▶ _Kutipan Halaman_:

JAKARTA, KOMPAS.com - Pegunungan Jayawijaya ternyata menyimpan warisan tentang gejolak politik yang terjadi di Indonesia pada kurun 1960-an.
Merunut ke masa lalu, tepatnya pada 19 Desember 1961 sampai 15 Agustus 1962, Indonesia dan Belanda terlibat konfrontasi politik dan militer dalam memperebutkan Irian Barat. Sebelum konflik itu terjadi, Belanda menguasai wilayah Irian Barat.
Hal itu terjadi setelah Belanda dan Republik Indonesia meneken perjanjian damai dan penyerahan kedaulatan kepada Republik Indonesia Serikat (RIS) melalui Konferensi Meja Bundar pada 1 November 1949. Dalam salah satu poin perjanjian itu, Belanda menyatakan status wilayah Irian Barat akan dibicarakan setahun setelah proses penyerahan kedaulatan selesai.

▶ _Informasi yang Diberikan_:
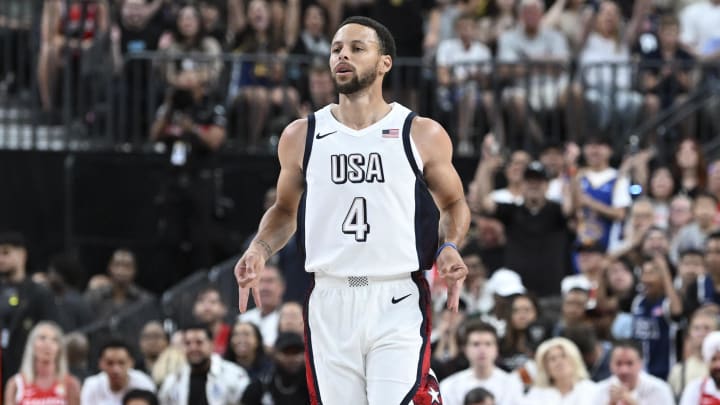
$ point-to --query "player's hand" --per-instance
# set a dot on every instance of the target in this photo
(452, 271)
(247, 273)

▶ _Tugas Anda_:
Tentukan apakah setiap pernyataan di bawah ini sesuai dengan kutipan halaman. Untuk setiap pernyataan, jawab ya atau tidak, lalu kutip kata-kata penentunya persis seperti dalam teks.
1. Konfrontasi Indonesia dan Belanda untuk memperebutkan Irian Barat berlangsung dari 19 Desember 1961 sampai 15 Agustus 1962.
2. Sebelum konflik itu terjadi, wilayah Irian Barat dikuasai Indonesia.
3. Dalam perjanjian Konferensi Meja Bundar, Belanda menyatakan status wilayah Irian Barat akan dibicarakan lima tahun setelah penyerahan kedaulatan selesai.

▶ _Jawaban Latihan_:
1. Ya: "tepatnya pada 19 Desember 1961 sampai 15 Agustus 1962, Indonesia dan Belanda terlibat konfrontasi politik dan militer dalam memperebutkan Irian Barat"
2. Tidak: "Sebelum konflik itu terjadi, Belanda menguasai wilayah Irian Barat."
3. Tidak: "Belanda menyatakan status wilayah Irian Barat akan dibicarakan setahun setelah proses penyerahan kedaulatan selesai"